--- Dataset entries Enclosed Below ---

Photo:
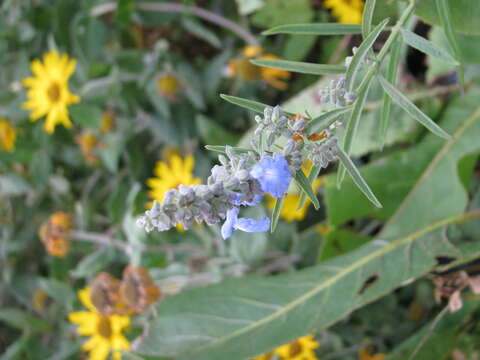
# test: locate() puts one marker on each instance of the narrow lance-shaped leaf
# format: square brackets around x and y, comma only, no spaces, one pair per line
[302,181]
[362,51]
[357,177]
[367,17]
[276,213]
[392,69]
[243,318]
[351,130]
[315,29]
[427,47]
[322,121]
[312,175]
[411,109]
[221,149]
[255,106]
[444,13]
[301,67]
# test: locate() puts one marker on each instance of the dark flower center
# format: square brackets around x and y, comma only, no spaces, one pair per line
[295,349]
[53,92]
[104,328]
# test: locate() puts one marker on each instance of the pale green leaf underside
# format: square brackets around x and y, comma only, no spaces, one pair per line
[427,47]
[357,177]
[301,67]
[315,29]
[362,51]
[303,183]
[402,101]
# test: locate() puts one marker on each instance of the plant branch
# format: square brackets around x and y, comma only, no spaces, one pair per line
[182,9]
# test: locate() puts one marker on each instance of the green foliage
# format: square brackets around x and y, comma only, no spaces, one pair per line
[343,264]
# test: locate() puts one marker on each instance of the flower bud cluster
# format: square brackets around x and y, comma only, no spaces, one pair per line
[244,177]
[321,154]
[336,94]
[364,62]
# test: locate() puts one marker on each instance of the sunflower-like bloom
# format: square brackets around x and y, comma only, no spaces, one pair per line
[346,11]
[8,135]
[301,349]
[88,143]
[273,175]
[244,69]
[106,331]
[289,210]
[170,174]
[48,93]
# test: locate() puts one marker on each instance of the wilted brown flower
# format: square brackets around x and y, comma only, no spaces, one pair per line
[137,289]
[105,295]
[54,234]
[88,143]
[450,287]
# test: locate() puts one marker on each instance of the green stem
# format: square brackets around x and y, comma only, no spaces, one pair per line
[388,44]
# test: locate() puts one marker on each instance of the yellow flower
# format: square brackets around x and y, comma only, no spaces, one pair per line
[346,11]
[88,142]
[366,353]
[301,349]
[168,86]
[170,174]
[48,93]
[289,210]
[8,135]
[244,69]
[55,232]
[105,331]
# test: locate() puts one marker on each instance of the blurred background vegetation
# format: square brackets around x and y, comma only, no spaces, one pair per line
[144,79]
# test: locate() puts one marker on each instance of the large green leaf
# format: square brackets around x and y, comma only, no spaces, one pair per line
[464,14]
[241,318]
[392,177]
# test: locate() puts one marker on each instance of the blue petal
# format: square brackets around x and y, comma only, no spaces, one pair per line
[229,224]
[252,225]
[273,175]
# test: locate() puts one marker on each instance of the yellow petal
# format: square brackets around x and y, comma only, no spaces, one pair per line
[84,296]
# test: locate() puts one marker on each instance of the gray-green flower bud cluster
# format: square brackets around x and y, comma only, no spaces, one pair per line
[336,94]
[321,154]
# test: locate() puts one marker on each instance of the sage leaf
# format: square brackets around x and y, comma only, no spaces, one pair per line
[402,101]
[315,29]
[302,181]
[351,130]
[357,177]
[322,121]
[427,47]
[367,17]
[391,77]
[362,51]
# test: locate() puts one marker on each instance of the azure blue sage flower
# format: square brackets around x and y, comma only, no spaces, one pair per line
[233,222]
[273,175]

--- End of Enclosed Dataset entries ---
--- Dataset entries Enclosed Below ---

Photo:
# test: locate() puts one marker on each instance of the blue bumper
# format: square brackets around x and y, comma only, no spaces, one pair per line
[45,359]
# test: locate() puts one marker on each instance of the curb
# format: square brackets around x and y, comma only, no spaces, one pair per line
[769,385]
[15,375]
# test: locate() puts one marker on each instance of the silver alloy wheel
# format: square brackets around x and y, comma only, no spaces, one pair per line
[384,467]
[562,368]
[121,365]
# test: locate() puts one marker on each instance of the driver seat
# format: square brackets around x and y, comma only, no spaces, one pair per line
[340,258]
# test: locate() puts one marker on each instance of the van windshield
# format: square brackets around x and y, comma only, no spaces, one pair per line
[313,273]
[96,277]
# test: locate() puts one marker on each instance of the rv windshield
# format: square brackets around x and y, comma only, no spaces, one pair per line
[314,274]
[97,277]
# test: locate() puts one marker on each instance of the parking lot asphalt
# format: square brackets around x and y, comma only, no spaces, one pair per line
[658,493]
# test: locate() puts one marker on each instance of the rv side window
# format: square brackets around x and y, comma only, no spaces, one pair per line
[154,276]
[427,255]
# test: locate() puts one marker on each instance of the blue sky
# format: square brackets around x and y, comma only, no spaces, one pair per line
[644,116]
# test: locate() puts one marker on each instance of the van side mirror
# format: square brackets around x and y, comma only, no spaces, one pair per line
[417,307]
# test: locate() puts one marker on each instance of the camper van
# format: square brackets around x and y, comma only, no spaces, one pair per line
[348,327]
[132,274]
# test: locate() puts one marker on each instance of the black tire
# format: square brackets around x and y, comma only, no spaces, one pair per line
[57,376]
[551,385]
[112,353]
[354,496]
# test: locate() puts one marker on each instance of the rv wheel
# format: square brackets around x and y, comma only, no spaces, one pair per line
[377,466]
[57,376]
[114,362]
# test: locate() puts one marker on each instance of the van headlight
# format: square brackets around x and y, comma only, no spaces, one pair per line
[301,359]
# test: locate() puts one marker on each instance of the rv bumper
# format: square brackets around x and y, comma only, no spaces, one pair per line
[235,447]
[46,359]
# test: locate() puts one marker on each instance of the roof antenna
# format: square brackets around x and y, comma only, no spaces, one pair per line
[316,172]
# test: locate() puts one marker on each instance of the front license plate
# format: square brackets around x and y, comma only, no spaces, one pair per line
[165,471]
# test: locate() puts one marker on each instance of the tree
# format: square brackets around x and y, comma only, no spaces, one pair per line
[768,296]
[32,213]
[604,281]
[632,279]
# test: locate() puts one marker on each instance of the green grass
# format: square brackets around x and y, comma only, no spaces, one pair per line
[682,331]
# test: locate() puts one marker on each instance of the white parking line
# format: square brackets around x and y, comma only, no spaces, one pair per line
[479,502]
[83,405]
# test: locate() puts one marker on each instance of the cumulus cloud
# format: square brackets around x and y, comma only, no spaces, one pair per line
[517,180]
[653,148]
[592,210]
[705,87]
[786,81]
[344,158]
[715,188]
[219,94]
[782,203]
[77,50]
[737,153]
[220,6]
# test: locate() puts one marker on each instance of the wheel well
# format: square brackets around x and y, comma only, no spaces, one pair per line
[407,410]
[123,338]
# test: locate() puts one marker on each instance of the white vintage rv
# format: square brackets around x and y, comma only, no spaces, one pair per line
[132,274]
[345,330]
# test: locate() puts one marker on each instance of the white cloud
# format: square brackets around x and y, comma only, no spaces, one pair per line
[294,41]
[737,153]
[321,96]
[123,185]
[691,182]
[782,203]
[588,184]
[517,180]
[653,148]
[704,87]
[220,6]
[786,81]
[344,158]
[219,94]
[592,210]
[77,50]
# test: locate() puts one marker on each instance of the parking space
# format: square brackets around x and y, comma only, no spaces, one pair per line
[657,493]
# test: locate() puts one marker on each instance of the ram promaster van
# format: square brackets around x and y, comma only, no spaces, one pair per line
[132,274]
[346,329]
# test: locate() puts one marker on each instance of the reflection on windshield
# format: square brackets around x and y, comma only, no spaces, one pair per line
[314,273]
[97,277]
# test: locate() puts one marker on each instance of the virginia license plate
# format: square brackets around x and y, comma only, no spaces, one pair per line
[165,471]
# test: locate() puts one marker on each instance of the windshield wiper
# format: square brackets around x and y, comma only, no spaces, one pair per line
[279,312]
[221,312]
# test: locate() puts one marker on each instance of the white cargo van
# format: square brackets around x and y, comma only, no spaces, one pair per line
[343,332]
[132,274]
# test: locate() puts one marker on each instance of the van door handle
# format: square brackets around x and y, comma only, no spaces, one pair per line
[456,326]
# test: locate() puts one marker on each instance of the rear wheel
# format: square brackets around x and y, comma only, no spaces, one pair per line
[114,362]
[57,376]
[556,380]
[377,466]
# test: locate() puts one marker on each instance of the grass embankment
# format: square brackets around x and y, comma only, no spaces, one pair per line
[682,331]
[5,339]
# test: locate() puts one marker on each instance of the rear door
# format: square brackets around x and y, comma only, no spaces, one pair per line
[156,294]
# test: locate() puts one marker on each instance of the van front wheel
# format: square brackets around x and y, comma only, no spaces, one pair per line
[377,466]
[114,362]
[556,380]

--- End of Enclosed Dataset entries ---
--- Dataset entries Enclosed Below ---

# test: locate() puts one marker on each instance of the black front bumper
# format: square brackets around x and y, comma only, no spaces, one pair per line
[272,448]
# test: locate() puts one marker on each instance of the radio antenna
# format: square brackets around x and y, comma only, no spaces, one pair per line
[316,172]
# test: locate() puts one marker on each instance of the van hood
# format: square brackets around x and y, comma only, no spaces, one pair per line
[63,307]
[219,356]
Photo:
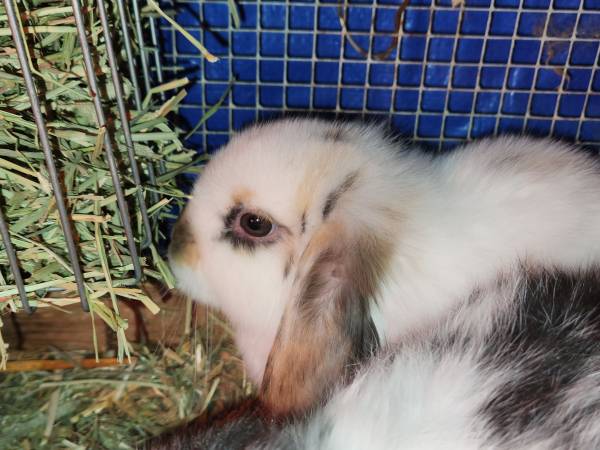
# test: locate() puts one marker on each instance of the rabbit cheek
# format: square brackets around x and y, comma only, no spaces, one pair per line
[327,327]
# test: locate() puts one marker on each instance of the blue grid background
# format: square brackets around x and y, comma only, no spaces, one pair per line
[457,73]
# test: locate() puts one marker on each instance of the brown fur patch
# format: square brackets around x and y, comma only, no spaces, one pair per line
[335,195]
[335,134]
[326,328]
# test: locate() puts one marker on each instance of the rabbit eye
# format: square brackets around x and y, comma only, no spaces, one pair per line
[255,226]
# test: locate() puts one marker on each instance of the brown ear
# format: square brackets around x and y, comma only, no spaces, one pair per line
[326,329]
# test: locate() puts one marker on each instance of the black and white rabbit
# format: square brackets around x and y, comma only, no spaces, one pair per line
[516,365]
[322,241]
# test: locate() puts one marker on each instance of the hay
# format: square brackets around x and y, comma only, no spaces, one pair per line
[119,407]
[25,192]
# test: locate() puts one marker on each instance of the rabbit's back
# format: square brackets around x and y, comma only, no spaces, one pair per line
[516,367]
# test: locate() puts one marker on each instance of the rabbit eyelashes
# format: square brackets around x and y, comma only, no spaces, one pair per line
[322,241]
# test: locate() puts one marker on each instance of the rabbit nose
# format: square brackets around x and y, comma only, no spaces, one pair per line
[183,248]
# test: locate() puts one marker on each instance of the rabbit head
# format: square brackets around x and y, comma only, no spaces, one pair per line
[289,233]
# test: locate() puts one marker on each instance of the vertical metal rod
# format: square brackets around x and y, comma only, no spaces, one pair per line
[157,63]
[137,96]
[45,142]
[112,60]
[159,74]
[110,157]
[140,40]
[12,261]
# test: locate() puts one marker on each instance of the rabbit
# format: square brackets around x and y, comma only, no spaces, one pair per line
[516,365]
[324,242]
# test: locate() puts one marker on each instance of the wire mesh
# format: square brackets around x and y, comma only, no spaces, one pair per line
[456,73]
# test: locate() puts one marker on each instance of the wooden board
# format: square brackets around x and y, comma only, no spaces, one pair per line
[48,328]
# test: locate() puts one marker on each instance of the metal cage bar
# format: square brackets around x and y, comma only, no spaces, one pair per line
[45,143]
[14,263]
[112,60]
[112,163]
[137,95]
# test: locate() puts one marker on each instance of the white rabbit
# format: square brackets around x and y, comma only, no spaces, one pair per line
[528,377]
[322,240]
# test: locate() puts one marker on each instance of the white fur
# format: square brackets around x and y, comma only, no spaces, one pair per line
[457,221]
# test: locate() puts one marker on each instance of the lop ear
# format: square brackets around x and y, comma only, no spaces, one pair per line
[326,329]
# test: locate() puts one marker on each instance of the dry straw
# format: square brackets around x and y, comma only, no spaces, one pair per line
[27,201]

--- End of Enclosed Dataset entries ---

**Exercise objective**
Reprint exactly the lines above that start at the one with "the sunflower-like bloom" and end at the one with "wilted brown flower", keeping both and adding none.

**Answer space**
# test: locate() puts one marker on each instance of the sunflower-like bloom
# format: square brackets around x and y, comma only, no spaces, one pair per line
[346,11]
[8,135]
[301,349]
[88,143]
[273,175]
[244,69]
[106,331]
[289,210]
[170,174]
[48,93]
# test: locate() puts one marker on each instance of the wilted brown flower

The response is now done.